Start of Given entries

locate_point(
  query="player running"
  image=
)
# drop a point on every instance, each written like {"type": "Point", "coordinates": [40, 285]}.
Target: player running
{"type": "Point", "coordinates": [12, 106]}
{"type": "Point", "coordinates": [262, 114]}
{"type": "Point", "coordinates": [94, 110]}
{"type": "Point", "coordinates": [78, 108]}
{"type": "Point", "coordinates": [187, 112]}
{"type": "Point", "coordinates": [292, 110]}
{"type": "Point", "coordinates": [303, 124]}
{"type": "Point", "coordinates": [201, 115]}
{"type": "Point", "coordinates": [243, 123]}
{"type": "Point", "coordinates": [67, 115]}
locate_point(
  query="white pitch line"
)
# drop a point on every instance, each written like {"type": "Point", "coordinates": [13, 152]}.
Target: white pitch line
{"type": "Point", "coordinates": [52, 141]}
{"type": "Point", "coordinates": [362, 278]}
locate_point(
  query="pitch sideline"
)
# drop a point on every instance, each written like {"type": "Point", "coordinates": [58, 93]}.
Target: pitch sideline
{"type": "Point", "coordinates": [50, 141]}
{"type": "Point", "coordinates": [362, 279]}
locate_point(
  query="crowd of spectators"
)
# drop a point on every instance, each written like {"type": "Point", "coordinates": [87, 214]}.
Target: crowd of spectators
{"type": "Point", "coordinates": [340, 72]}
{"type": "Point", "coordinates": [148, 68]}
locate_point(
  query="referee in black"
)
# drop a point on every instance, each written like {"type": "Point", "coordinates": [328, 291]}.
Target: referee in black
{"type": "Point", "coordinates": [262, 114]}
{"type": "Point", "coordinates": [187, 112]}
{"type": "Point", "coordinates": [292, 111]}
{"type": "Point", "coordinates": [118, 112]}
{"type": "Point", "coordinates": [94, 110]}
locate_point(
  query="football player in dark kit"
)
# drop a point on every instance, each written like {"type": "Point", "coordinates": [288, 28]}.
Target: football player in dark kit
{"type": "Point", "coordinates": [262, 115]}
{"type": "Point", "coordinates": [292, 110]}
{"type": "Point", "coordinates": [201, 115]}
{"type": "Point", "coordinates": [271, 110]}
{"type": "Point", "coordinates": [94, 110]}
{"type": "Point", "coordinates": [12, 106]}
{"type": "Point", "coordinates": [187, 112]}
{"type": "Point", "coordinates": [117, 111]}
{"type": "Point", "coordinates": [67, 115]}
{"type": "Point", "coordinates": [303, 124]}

End of Given entries

Instructions to follow –
The records above should be returned exactly.

Written response –
locate_point(
  query="player running"
  image=
)
# drop a point on every instance, each written like {"type": "Point", "coordinates": [40, 285]}.
Target: player running
{"type": "Point", "coordinates": [12, 106]}
{"type": "Point", "coordinates": [262, 114]}
{"type": "Point", "coordinates": [94, 110]}
{"type": "Point", "coordinates": [78, 108]}
{"type": "Point", "coordinates": [187, 112]}
{"type": "Point", "coordinates": [292, 110]}
{"type": "Point", "coordinates": [303, 124]}
{"type": "Point", "coordinates": [201, 115]}
{"type": "Point", "coordinates": [243, 123]}
{"type": "Point", "coordinates": [67, 115]}
locate_point(
  query="white pitch line"
)
# drop a point on every instance, each written like {"type": "Point", "coordinates": [13, 152]}.
Target: white pitch line
{"type": "Point", "coordinates": [52, 141]}
{"type": "Point", "coordinates": [362, 278]}
locate_point(
  query="pitch sideline"
)
# drop a point on every instance, each written like {"type": "Point", "coordinates": [58, 93]}.
Target: pitch sideline
{"type": "Point", "coordinates": [50, 141]}
{"type": "Point", "coordinates": [362, 279]}
locate_point(
  query="crowd of spectators"
)
# drop a point on every instance, each written like {"type": "Point", "coordinates": [87, 214]}.
Target: crowd of spectators
{"type": "Point", "coordinates": [340, 72]}
{"type": "Point", "coordinates": [148, 68]}
locate_point(
  query="referee in black"
)
# drop a point on every instance, each written like {"type": "Point", "coordinates": [328, 291]}.
Target: referee in black
{"type": "Point", "coordinates": [262, 114]}
{"type": "Point", "coordinates": [187, 112]}
{"type": "Point", "coordinates": [292, 111]}
{"type": "Point", "coordinates": [118, 112]}
{"type": "Point", "coordinates": [94, 110]}
locate_point(
  query="football player in dark kit"
)
# drop a point on every instance, each written like {"type": "Point", "coordinates": [288, 28]}.
Target: football player in dark kit
{"type": "Point", "coordinates": [262, 115]}
{"type": "Point", "coordinates": [292, 110]}
{"type": "Point", "coordinates": [201, 115]}
{"type": "Point", "coordinates": [271, 110]}
{"type": "Point", "coordinates": [94, 110]}
{"type": "Point", "coordinates": [12, 106]}
{"type": "Point", "coordinates": [187, 112]}
{"type": "Point", "coordinates": [117, 111]}
{"type": "Point", "coordinates": [67, 115]}
{"type": "Point", "coordinates": [303, 124]}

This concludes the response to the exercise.